Recorded data
********

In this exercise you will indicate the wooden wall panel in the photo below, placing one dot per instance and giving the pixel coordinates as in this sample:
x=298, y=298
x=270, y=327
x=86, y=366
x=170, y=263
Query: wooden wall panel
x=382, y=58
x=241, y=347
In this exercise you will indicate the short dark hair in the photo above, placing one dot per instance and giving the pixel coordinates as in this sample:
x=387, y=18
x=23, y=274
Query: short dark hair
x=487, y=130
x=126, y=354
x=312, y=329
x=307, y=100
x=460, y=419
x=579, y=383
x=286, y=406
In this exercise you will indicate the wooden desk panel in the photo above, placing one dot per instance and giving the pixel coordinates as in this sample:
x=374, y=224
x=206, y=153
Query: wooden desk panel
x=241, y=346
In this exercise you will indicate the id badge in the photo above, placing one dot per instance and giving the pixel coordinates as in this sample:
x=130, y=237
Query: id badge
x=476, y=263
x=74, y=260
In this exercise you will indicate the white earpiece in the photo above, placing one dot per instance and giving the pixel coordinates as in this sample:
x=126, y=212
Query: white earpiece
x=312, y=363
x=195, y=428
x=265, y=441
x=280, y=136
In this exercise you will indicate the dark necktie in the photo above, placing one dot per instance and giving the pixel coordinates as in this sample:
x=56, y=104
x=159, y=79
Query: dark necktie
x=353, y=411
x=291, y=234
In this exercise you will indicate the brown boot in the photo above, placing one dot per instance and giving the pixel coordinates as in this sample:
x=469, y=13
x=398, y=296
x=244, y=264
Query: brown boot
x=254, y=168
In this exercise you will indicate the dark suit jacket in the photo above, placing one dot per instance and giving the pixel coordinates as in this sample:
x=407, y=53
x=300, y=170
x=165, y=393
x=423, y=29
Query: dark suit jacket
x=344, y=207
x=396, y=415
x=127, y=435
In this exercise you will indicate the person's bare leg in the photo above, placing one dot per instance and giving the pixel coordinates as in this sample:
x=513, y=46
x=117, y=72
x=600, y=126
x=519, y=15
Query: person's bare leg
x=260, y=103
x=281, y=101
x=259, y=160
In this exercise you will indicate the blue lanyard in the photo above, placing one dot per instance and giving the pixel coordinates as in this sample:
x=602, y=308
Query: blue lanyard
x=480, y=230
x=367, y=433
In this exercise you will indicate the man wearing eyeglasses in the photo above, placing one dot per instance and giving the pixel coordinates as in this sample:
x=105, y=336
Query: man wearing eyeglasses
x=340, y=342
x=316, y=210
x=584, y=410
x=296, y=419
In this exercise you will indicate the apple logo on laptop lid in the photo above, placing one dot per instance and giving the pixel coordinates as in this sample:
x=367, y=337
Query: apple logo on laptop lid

********

YOUR OBJECTIVE
Transcribe every line of the data, exactly as it stands.

COMPLETE RESPONSE
In this exercise you will indicate the wooden wall panel in the photo below, placing one dot per instance and giving the pixel coordinates as in this sample:
x=298, y=298
x=270, y=327
x=86, y=366
x=170, y=263
Query: wooden wall panel
x=382, y=58
x=241, y=347
In this exercise you will indicate the short dark hair in the photo above, placing one dot per instance and giving the pixel coordinates as in this sample:
x=387, y=18
x=23, y=274
Query: short dark hair
x=487, y=130
x=126, y=354
x=312, y=329
x=307, y=100
x=460, y=419
x=579, y=383
x=286, y=406
In this exercise you will indicate the wooden desk panel in the photo above, placing one dot per instance and giving the pixel coordinates as in this sample:
x=374, y=224
x=206, y=153
Query: wooden desk panel
x=241, y=346
In this exercise you will indicate the id badge in the photo above, placing one dot per instance and giving the pixel coordinates as in this sample:
x=130, y=237
Query: id badge
x=476, y=263
x=74, y=260
In this exercise you will indicate the white earpiece in the photo above, placing one dot per instance and giving the pixel coordinates as in this sample:
x=126, y=212
Query: white earpiece
x=312, y=363
x=195, y=428
x=265, y=441
x=280, y=136
In this exercise you will indicate the dark necktie in the photo above, placing one dot per instance and giving the pixel coordinates as in this sample:
x=56, y=104
x=159, y=79
Query: dark necktie
x=353, y=411
x=291, y=234
In this exercise you will indicate the brown boot in the photo above, placing one dot per instance and giving the pixel coordinates as in this sample:
x=469, y=13
x=398, y=296
x=244, y=264
Query: brown boot
x=254, y=168
In this exercise you will indicate the dark suit jacket in the photo above, placing one dot per instance and giving the pixel coordinates as in this sample:
x=407, y=53
x=300, y=170
x=165, y=393
x=423, y=29
Query: dark suit jacket
x=344, y=207
x=396, y=415
x=127, y=435
In this exercise you will indicate the person's bare leg in the photo above, placing one dot per instance and giving the pixel coordinates as in this sample:
x=513, y=46
x=117, y=72
x=600, y=126
x=519, y=15
Query: person's bare leg
x=260, y=103
x=281, y=101
x=259, y=160
In this exercise you will indicate the blue lanyard in the photo above, placing one dot per instance and giving the pixel coordinates as in this sample:
x=602, y=308
Query: blue lanyard
x=480, y=230
x=367, y=433
In this exercise you will indicate the man wearing eyeglasses in the photo above, placing one dot per instance and giving the pixel coordinates as in this sample:
x=105, y=336
Query: man wearing eyeglasses
x=340, y=342
x=316, y=210
x=584, y=410
x=296, y=419
In this exercise you will indicate the apple logo on laptop lid in the photo above, placing one dot per instance and giving the pixel coordinates as in this sample:
x=367, y=337
Query: apple logo on laptop lid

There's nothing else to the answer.